- TEXT BLOCK:
--*--
Update to clarify combining characters

John C Klensin klensin at jck.com
Wed Apr 23 09:33:43 CEST 2014



--On Tuesday, April 22, 2014 23:58 +0200 "J-F C. Morfin"
<jfc at morfin.org> wrote:

> John,
> it seems that all this is becoming political and economical
> issues totally out of the IETF end to end and my fringe to
> fringe scopes.

Jefsey,

While parts of it, to my surprise and disappointment, seem to be
getting worse (with the ICANN "variant" effort perhaps heading
the list), IDNs have always been driven by politics (especially
if that term is used in a broad sense).  They exist at the
boundary between the DNS, which was not intended for end-user,
natural-language, identifiers and a whole series of requirements
that arise as soon as one wants to accommodate reasonable
end-user expectations.  A broad version of the latter
requirements and issues include a need for flexibility about
input methods, display, and orthography while preserving
distinctions that are deemed to be important; a need to handle
synonyms and other types of strong aliasing; and tensions
between global and localized identifiers (I think your fringe to
fringe scope ideas fall into the latter category).   Those
issues exist within almost every natural, naturally-evolved,
language as well as between languages.  Most of them would exist
even without considering the additional constraints imposed when
one maps written language into codes that are more or less
convenient for computer use; few of them are issues when uses
are limited to reasonably convenient mnemonics rather than
"words" with bindings to dictionaries, standardized spelling,
and definitional or other semantics.

IMO, given that we are constrained by the limitations of a DNS
that was designed for a different set of requirements, IDNA
represents about as good a balance and set of tricks for getting
around those limitations as we are going to get (and probably as
is possible).  The tradeoffs could have been made differently,
but, at best, only by trading one set of issues for another: the
combination of a strong ASCII assumption (including special
handling of case) for octets between 0x00 and 0x7F and an
undefined situation for octets between 0x80 and 0xFF, weak
aliasing that lacks both abilities to have aliases for several
labels in the same FQDN at a time and to inquire about alternate
aliases, and ability to do language-sensitive and [other]
context-sensitive server-side flexible matching guarantee at
least rough edges for the user who expects locally-sensible and
locally-predictable behavior.
--*--
Which effort does the email name as perhaps heading the list of things getting worse?

- RECORDED INFORMATION:
--*--
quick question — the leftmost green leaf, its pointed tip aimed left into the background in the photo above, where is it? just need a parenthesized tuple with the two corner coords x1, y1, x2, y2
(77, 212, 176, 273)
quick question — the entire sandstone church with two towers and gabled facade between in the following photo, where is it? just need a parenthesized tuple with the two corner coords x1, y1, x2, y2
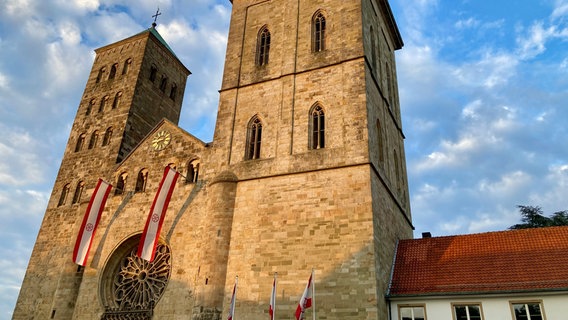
(14, 0, 413, 320)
--*--
- EXERCISE RESULT: The ICANN "variant" effort.